┌─ Çıkarılan Metin

KOMİSYON KONUŞMASI

MEHMET ÖNTÜRK (Hatay) - Teşekkür ediyorum Sayın Başkanım.

Öncelikle, Komisyon Başkanımıza teşekkür ediyorum. Hakikaten beş yıldır Tarım Komisyonundayım, Tarım Komisyonu inşallah bu dönem ortak akılla tarıma katkı sunacak bir komisyon olur. Sayın Başkan da o amaçla ciddi gayretler ediyor. Ben bakanlarımıza da, Bakanlık personeline de, bürokrasisine de teşekkür ediyorum. Hakikaten ciddi, verimli bir toplantı oluyor. Ama şuradan şunu da söylemem lazım: Biz burada sektörün sıkıntılarını ele alıp bir katkı mı sunacağız, yoksa siyaset mi yapacağız? Bunu bir ele almamız lazım.

Şimdi, çok güzel fikirler çıkıyor, görüyoruz. İktidar partisi milletvekilleri olarak bizim de desteklediğimiz konular var, burada yapılan ciddi işler de var. Burada eleştiriden ziyade somut bir şekilde önerileri koyup "Eldeki imkânlarımızla bunların hangisini, nasıl gerçekleştiririz?"i, Bakanlığa bu konuda fikir vermek, onlarla istişare etmek bence çok daha faydalı olur diye düşünüyorum. Şimdi, bununla ilgili birkaç önerim de olacak benim ve inşallah, dönemimiz boyunca da Komisyonda hep bu tür öneriler yapıp eğer sektöre bir katkı sunabilirsem şahsım adına ne mutlu diyorum.

Şimdi, benim çok kafama takılıyor bu, yani beş yıldır da soruyoruz, 1'in üstünde söyleniyor. Sayın bürokratlarım, bizim verdiğimiz destekler gayrisafi yurt içi hasılanın yüzde 1'inin altında mı, üstünde mi? Bunun bilgilerini bize bir gönderirseniz mail olarak, yani tarımsal desteklerimizin. Burada, geçen ki toplantıda -ben Sayın Bakana da teşekkür ediyorum, hakikaten Bakanlığa çağırdı, iktidar muhalefet ayrımı yapmadan bir şeyler yapmaya gayret etti, gayret de ediyor, herkesin fikirlerini almaya çalışıyor- orada da bu konu konuşuldu, yüzde 1'in üstünde. Yani "Bununla ilgili yasal oranın altında." deniyor muhalefet partilerince, bunu ben de öğrenmek istiyorum, bu hangi noktada? Bununla ilgili bize bir bilgi gönderirseniz sevineceğim.

└─
┌─ Verilen Kayıtlar

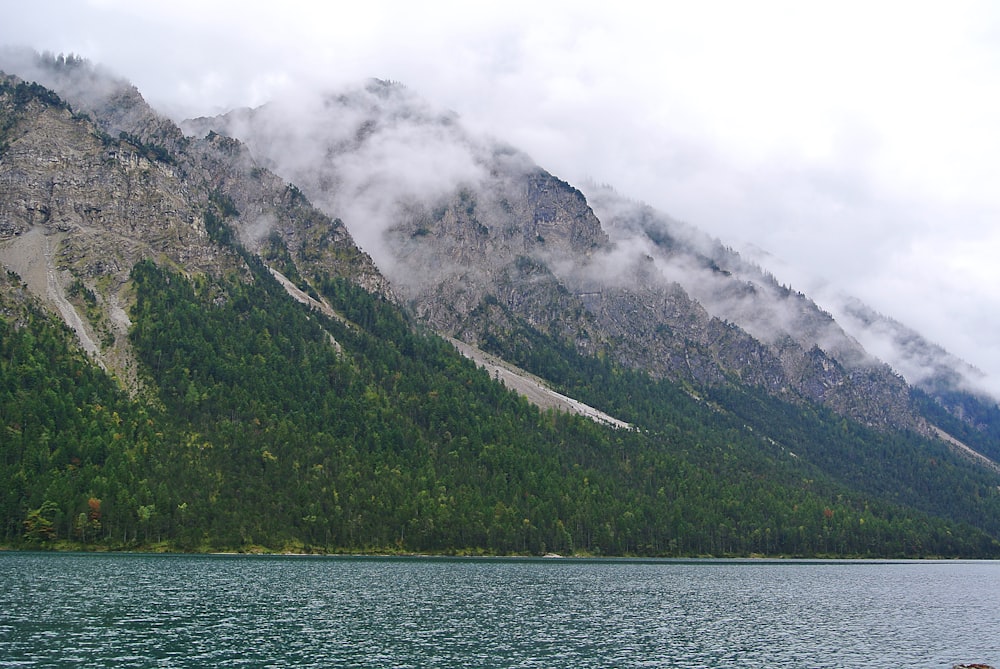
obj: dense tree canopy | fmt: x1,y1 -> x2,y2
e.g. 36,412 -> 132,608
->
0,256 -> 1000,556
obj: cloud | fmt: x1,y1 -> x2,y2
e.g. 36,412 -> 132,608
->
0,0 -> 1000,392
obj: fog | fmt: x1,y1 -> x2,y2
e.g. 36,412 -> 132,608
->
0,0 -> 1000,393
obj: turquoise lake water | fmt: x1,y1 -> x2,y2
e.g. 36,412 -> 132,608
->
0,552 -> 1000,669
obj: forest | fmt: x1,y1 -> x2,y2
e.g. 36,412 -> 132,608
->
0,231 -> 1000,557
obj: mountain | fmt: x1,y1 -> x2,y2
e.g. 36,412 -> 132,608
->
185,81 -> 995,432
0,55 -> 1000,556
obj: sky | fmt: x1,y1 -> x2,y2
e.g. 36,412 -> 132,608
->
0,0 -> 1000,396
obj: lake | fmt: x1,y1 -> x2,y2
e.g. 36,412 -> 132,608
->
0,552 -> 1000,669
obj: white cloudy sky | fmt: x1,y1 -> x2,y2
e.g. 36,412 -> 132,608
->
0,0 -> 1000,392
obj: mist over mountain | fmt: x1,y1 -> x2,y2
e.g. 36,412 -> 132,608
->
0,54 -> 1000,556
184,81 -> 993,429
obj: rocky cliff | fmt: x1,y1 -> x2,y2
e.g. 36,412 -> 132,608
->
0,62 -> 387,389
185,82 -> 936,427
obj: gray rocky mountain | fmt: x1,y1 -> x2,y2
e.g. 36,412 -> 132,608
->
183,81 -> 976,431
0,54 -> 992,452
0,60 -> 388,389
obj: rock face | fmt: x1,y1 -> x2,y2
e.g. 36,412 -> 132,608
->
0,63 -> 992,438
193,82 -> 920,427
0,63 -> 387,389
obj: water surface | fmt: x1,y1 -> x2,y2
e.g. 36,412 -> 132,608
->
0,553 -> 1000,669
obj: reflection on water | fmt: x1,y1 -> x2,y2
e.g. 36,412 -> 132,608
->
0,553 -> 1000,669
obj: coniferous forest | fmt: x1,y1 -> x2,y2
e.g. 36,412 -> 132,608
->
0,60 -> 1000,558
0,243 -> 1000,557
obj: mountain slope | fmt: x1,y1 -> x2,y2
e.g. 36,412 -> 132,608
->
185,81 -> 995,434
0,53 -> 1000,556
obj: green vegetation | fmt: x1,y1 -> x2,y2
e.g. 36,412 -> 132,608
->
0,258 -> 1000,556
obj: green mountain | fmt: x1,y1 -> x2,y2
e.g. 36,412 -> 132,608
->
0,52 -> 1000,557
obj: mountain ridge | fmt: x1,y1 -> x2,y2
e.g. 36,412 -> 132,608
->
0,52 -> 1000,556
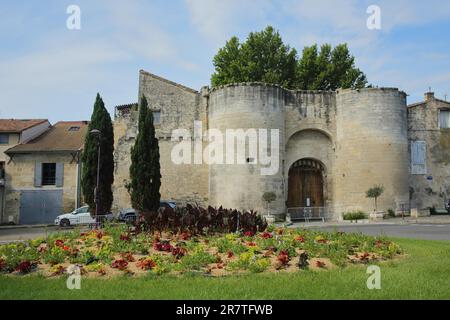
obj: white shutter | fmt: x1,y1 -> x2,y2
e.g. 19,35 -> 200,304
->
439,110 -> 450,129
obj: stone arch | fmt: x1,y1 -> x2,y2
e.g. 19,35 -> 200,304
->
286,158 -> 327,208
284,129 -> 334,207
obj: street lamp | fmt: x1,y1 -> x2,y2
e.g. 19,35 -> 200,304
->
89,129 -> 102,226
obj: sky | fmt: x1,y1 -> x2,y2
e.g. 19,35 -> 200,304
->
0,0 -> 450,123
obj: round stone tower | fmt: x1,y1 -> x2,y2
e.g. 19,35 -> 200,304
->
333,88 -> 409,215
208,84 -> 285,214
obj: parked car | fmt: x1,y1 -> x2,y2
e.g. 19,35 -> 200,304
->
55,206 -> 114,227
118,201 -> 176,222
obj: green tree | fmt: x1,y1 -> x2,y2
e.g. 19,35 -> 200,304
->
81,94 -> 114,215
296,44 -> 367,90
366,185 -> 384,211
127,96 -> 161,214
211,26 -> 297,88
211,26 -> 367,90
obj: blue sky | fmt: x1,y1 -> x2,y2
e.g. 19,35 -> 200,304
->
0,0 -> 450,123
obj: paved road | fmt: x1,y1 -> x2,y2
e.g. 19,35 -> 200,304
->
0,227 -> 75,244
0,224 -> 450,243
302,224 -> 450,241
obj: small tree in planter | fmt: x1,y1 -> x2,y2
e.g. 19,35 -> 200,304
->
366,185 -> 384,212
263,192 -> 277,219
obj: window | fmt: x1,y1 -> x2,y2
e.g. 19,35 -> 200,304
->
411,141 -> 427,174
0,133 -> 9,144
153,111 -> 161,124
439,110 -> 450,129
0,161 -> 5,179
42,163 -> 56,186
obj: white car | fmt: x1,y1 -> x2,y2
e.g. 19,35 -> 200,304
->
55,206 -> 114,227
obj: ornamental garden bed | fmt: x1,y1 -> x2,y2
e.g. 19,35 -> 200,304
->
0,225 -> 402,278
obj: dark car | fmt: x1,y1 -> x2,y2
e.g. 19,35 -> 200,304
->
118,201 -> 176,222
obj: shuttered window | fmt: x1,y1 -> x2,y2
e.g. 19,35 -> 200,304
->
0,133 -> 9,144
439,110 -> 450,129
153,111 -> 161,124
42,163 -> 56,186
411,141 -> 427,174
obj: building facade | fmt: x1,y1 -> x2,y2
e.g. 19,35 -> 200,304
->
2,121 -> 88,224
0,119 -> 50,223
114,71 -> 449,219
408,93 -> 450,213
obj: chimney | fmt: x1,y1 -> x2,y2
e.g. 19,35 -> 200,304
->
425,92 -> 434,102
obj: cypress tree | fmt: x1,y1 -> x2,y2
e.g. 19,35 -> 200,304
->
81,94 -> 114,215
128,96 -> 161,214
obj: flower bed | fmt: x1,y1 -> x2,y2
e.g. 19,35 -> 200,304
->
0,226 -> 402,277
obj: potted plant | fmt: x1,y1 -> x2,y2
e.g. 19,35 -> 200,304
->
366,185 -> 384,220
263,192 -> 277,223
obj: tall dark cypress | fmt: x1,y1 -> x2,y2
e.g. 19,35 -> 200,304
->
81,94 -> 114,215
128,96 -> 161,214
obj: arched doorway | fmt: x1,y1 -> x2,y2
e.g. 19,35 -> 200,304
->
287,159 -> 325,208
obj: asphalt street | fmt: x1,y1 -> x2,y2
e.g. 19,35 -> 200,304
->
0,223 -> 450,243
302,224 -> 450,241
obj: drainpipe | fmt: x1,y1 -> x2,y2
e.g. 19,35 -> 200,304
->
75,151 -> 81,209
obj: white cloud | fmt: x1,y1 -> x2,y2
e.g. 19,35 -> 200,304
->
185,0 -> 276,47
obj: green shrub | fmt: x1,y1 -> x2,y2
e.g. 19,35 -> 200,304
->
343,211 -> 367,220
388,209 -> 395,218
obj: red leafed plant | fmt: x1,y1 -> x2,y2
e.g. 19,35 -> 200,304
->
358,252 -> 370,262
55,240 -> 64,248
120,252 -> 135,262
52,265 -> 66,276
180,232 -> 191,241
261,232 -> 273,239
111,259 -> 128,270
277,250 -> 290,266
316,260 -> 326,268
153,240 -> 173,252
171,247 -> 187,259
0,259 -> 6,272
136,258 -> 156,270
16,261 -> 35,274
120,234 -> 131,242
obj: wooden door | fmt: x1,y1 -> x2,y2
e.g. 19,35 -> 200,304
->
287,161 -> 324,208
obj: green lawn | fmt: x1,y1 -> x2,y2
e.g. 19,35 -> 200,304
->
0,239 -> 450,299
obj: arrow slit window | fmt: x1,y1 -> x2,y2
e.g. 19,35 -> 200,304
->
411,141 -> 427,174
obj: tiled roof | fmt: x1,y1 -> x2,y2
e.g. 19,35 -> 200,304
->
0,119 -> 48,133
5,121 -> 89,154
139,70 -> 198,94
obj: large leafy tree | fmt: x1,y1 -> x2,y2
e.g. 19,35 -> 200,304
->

└─
┌─ Verilen Kayıtlar

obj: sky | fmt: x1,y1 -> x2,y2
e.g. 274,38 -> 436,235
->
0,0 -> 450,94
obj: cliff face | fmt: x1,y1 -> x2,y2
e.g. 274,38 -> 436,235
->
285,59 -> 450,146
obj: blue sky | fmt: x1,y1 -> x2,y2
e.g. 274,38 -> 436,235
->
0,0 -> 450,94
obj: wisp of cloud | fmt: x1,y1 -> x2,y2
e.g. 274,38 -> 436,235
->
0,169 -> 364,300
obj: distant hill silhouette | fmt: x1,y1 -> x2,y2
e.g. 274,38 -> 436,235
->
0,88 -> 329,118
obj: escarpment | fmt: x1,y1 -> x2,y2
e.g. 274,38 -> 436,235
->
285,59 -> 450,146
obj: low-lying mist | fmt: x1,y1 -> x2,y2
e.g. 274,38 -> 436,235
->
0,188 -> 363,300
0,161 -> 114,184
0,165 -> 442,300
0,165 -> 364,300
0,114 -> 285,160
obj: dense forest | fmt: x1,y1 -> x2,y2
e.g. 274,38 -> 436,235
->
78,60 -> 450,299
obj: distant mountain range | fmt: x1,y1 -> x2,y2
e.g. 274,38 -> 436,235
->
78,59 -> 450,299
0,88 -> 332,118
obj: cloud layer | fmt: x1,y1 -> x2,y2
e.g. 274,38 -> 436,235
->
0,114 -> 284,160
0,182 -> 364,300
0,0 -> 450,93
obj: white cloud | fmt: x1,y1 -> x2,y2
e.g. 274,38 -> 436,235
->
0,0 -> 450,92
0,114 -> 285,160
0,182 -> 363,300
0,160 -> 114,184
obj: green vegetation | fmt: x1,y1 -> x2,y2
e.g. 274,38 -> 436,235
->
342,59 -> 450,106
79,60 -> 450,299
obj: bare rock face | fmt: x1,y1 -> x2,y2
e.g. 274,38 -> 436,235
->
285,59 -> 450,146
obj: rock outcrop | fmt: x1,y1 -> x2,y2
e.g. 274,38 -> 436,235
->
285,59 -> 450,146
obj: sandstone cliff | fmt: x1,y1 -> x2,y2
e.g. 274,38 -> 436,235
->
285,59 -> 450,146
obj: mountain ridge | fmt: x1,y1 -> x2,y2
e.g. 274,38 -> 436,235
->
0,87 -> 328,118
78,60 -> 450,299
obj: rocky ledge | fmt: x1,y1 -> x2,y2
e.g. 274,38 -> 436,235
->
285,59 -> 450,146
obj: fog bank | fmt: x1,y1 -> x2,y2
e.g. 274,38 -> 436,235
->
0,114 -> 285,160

└─
┌─ Verilen Kayıtlar

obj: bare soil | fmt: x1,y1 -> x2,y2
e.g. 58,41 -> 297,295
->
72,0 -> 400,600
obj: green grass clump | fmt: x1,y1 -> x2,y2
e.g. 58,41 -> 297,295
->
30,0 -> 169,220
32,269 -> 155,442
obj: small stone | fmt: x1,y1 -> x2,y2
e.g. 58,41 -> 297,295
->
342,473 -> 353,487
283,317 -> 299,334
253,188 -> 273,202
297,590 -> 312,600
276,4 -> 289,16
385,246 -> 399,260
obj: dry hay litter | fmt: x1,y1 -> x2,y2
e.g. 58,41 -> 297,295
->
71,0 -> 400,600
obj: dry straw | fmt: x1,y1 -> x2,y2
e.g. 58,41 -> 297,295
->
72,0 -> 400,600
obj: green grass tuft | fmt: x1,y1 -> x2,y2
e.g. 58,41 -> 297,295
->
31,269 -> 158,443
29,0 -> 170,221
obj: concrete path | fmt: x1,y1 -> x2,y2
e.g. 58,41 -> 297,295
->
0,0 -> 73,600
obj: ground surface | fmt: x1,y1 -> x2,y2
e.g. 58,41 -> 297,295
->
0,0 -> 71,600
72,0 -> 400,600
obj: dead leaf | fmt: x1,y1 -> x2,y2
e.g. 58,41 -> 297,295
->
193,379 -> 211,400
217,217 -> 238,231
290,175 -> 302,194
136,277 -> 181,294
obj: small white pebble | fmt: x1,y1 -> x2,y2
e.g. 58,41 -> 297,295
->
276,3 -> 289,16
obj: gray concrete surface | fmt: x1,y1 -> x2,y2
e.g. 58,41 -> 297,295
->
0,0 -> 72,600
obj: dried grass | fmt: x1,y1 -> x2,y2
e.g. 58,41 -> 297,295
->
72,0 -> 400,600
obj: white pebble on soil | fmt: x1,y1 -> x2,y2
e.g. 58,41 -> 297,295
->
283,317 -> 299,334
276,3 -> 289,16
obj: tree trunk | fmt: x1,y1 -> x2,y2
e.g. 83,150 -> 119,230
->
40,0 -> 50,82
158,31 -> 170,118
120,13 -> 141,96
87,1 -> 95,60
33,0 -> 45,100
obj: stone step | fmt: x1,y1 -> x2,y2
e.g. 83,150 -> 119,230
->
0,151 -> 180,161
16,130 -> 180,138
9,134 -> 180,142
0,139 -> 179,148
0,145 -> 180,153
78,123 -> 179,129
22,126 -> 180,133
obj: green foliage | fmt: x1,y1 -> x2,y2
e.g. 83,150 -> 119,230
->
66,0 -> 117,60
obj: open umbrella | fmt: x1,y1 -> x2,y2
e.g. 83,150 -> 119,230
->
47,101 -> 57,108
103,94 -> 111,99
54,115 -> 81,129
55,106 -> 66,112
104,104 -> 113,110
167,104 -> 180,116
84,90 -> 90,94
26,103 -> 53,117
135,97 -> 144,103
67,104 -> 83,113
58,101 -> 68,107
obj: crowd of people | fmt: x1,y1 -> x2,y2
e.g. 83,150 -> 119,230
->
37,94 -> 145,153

└─

■ Yapılacak İş ■
Komisyon konuşmasının "MEHMET ÖNTÜRK (Hatay)" ile başlayıp "ele almamız lazım." kelimelerine kadar süren bölümünü, "verimli" yerine "yararlı" yazarak güncelle. Yukarıdaki listenin bu işte hiçbir rolü yoktur.

■ Görevin Sonucu ■
MEHMET ÖNTÜRK (Hatay) - Teşekkür ediyorum Sayın Başkanım.

Öncelikle, Komisyon Başkanımıza teşekkür ediyorum. Hakikaten beş yıldır Tarım Komisyonundayım, Tarım Komisyonu inşallah bu dönem ortak akılla tarıma katkı sunacak bir komisyon olur. Sayın Başkan da o amaçla ciddi gayretler ediyor. Ben bakanlarımıza da, Bakanlık personeline de, bürokrasisine de teşekkür ediyorum. Hakikaten ciddi, yararlı bir toplantı oluyor. Ama şuradan şunu da söylemem lazım: Biz burada sektörün sıkıntılarını ele alıp bir katkı mı sunacağız, yoksa siyaset mi yapacağız? Bunu bir ele almamız lazım.